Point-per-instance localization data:
==============================
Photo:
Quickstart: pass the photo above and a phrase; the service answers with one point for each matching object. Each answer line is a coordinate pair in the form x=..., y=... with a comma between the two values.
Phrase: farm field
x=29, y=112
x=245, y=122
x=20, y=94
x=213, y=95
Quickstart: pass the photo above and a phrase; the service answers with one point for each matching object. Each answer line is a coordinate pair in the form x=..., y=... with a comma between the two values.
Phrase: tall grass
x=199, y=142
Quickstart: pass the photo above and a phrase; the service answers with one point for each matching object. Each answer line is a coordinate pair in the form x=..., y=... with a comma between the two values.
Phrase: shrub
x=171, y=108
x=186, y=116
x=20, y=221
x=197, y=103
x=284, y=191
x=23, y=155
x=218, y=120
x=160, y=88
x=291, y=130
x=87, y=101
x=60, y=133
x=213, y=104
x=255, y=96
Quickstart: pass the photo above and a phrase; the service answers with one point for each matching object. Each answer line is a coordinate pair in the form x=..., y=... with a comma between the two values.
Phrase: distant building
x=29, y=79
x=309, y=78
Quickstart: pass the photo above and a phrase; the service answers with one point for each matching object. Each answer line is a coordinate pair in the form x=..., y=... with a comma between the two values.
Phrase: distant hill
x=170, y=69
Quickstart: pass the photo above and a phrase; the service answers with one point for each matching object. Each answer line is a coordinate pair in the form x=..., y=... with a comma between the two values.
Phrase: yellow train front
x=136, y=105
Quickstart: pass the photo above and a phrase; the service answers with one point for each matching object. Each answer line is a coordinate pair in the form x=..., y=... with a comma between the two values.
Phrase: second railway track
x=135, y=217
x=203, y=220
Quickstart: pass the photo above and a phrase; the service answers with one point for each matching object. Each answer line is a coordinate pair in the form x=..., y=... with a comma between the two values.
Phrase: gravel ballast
==============================
- Problem description -
What you return should be the records above, repeated exactly.

- Response -
Photo:
Quickstart: pass the photo above and a phrase; the service answers with one point for each matching object. Each answer line is a coordinate pair in the form x=..., y=... with a comma between the two values.
Phrase: farm field
x=29, y=112
x=245, y=122
x=20, y=94
x=213, y=95
Quickstart: pass the photo above and a phrase; the service answers with one point for each matching object. Each answer line is a coordinate pair in the form x=..., y=... with a comma between the two values.
Phrase: tall grass
x=199, y=142
Quickstart: pass the photo above and a phrase; the service answers with one point for each matching object. Each answer line is a coordinate pair in the form x=..., y=... with a comma between the two values.
Phrase: shrub
x=171, y=108
x=186, y=116
x=20, y=221
x=197, y=103
x=284, y=191
x=23, y=155
x=218, y=120
x=160, y=88
x=291, y=130
x=87, y=101
x=60, y=133
x=213, y=104
x=255, y=96
Quickstart: pass the photo above and a phrase; the service answers with one point for each matching object. Each answer line is a coordinate pair in the form x=..., y=... with a comma between the two values.
Phrase: distant building
x=29, y=79
x=309, y=78
Quickstart: pass the photo above and a phrase; the service answers with one point for each matching object. Each answer line is a coordinate pair in the form x=..., y=... with a comma between the two values.
Phrase: distant hill
x=170, y=69
Quickstart: pass the photo above and a phrase; the service answers with one point for each matching object. Each answer line is a coordinate pair in the form x=..., y=... with a comma between the two values.
Phrase: yellow train front
x=136, y=105
Quickstart: pass the photo above and a phrase; the service answers with one point for each matching object. Each answer line is a coordinate pair in the form x=..., y=... with a comma between the two values.
Phrase: second railway track
x=135, y=217
x=203, y=220
Quickstart: pass the photo above and a phrase; the service answers with one point for each matching object. Each answer line is a coordinate pair in the form x=..., y=... with a comma between the two values.
Phrase: gravel ballast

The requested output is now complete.